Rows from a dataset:
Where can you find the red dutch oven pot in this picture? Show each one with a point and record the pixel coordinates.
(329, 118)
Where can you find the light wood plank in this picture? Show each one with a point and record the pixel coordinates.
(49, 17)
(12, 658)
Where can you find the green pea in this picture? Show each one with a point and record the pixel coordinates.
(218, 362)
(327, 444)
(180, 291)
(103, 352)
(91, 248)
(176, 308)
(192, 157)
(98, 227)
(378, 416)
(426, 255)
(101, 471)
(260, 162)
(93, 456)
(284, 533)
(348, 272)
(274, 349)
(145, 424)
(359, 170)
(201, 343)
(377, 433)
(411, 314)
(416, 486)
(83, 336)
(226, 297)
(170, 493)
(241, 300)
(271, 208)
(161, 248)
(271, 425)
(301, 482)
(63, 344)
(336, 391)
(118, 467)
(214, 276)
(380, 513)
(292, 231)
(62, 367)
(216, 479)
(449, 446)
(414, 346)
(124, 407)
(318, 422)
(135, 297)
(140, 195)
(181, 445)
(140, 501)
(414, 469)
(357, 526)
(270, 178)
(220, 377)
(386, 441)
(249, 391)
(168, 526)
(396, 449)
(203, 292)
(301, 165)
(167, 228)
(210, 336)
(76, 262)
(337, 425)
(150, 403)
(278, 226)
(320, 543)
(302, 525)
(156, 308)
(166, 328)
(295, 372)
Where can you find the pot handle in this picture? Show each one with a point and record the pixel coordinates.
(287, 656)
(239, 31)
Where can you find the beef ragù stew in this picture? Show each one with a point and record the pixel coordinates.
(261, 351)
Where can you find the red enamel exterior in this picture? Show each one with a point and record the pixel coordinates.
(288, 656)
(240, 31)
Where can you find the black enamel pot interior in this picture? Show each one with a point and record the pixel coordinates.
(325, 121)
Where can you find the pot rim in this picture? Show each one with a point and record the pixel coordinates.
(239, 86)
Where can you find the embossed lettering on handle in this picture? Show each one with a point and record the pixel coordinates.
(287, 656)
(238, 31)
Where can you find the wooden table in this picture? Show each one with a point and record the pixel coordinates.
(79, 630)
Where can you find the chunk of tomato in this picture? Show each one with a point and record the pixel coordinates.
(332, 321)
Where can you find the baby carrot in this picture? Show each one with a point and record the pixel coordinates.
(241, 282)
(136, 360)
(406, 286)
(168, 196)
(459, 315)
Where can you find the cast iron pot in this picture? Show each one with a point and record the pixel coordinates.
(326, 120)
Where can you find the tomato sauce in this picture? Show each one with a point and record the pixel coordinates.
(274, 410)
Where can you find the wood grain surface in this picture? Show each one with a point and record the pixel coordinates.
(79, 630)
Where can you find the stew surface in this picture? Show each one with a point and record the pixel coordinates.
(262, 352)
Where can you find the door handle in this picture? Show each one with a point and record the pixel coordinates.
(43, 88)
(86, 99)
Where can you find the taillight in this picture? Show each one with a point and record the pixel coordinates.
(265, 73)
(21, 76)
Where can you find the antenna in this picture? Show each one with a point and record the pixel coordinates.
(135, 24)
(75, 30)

What is expected: Convert every item above into a two-column CSV with the headers item_text and answer, using one row per item. Enclose each field in double quotes and replace any line breaks inside a field with spaces.

Written answer:
item_text,answer
"Where can you find the red dutch oven pot in this picture? Show each one with a point and record the pixel coordinates.","(329, 118)"
"Where can you find the light wood plank in this picture? Show each one with a point and record the pixel coordinates.","(49, 17) (12, 658)"
"Where can you find the green pea in this picture? Show each one with a point and record the pixel coordinates.","(218, 362) (327, 444) (180, 291) (103, 352) (91, 248) (176, 308) (192, 157) (98, 227) (378, 416) (426, 255) (101, 471) (260, 162) (93, 456) (284, 533) (348, 272) (274, 349) (145, 424) (359, 170) (201, 343) (377, 433) (411, 314) (416, 486) (83, 336) (226, 297) (170, 493) (241, 300) (271, 208) (161, 248) (271, 425) (301, 482) (63, 344) (336, 391) (118, 467) (214, 276) (380, 513) (292, 231) (62, 367) (216, 479) (449, 446) (414, 346) (124, 407) (318, 422) (135, 297) (140, 195) (181, 445) (140, 501) (414, 469) (357, 526) (270, 178) (220, 377) (386, 441) (249, 391) (168, 526) (396, 449) (203, 292) (301, 165) (167, 228) (210, 336) (76, 262) (337, 425) (150, 403) (278, 226) (320, 543) (302, 525) (156, 308) (166, 328) (295, 372)"
"Where can you find the pot handle in this picture? Show each one with a point and record the pixel coordinates.","(287, 656) (239, 31)"
"Where can you find the beef ragù stew in this picture? Show each one with a point and record the pixel coordinates.","(261, 351)"
"Where can you find the red enamel exterior in this picture? Show each one with a point and record the pixel coordinates.","(288, 656) (240, 31)"
"Where can you find the black enamel pot interior in this picture? Show each one with a point and record the pixel coordinates.","(325, 121)"
"Where can you find the pot rim in this picture? Show each one with a point and record the pixel coordinates.","(239, 86)"
"Where can you find the embossed lettering on handle in this picture? Show each one with a point and record the pixel coordinates.","(287, 656) (238, 31)"
"Where can you find the wooden table in this picture? Show each one with a point and record the pixel coordinates.","(79, 630)"
"Where can you find the chunk of tomato in this picture? Show each one with a point and record the pixel coordinates.","(332, 321)"
"Where can you find the baby carrot in this picture? Show each one with a point and record the pixel coordinates.","(241, 282) (136, 360) (406, 286) (168, 196) (459, 315)"
"Where can you find the cast iron pot in this picture? Show each one with a point and record the pixel coordinates.","(326, 120)"
"Where can you find the tomato sauce in this picture? Show each one with a point and record the pixel coordinates.","(274, 410)"
"Where can you find the wood grain surface in this picture? Show each one with a point and record the pixel coordinates.","(79, 630)"
"Where can you find the stew surface in this picture? Show each one with a point and record the pixel coordinates.","(262, 352)"
"Where can you find the door handle in this picture? Show each one with a point and record the pixel coordinates.","(43, 88) (86, 99)"
"Where can you find the taillight in this picture? Show each one with a point and record the pixel coordinates.","(265, 73) (21, 76)"
"Where can you find the antenna in this picture? Show each one with a point and record the pixel coordinates.","(135, 24) (75, 30)"